[DATA SUPPLIED start]

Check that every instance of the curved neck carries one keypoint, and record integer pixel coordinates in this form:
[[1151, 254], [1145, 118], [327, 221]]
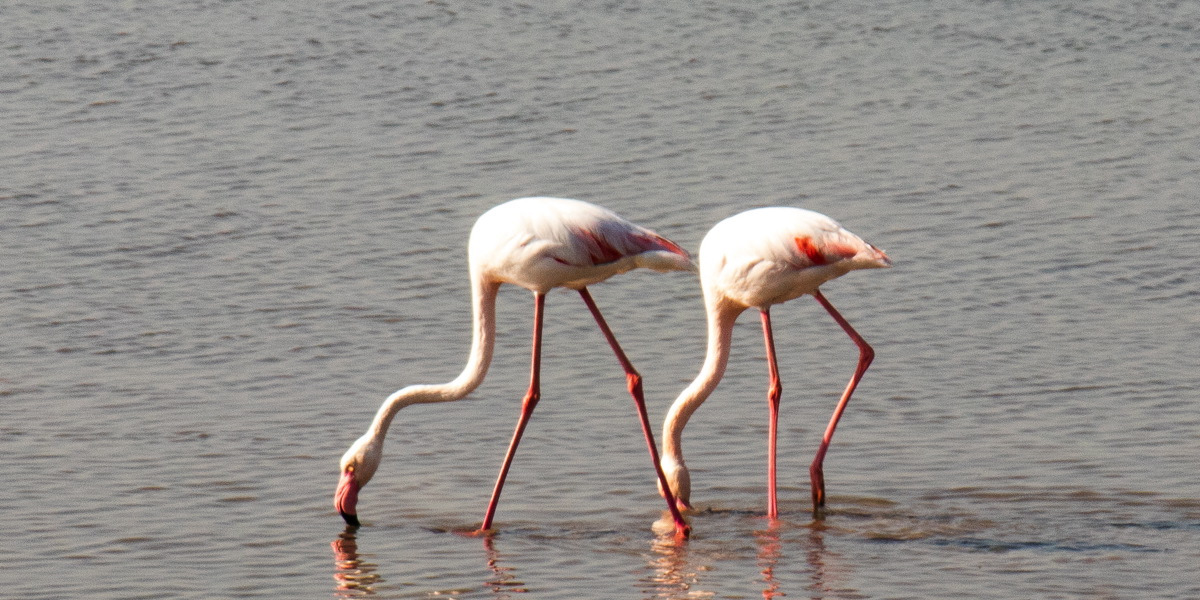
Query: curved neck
[[721, 315], [483, 294]]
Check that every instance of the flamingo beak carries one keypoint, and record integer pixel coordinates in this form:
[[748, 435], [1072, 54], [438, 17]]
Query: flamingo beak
[[346, 498]]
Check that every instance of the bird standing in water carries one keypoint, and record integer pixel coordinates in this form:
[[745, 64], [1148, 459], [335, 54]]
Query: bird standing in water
[[755, 259], [538, 244]]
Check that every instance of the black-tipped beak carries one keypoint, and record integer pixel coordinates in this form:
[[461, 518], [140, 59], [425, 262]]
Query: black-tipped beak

[DATA SUPPLIED end]

| THE REQUEST |
Please revise the lines from the first one through the line containing "[[346, 498]]", swapping "keypoint" for "marker" and leaving everything else unchanged. Return only those lines and leave out the pictures.

| THE SOLUTION |
Check that every instance of the curved neck carries one marker, and record integer pixel coordinates in this form:
[[1151, 254], [1145, 118], [327, 221]]
Query: curved neck
[[721, 315], [483, 294]]
Check that every instance of the flamingo beak carries one marker, and record integer pixel coordinates in this form:
[[748, 435], [1072, 54], [438, 17]]
Query: flamingo beak
[[346, 498]]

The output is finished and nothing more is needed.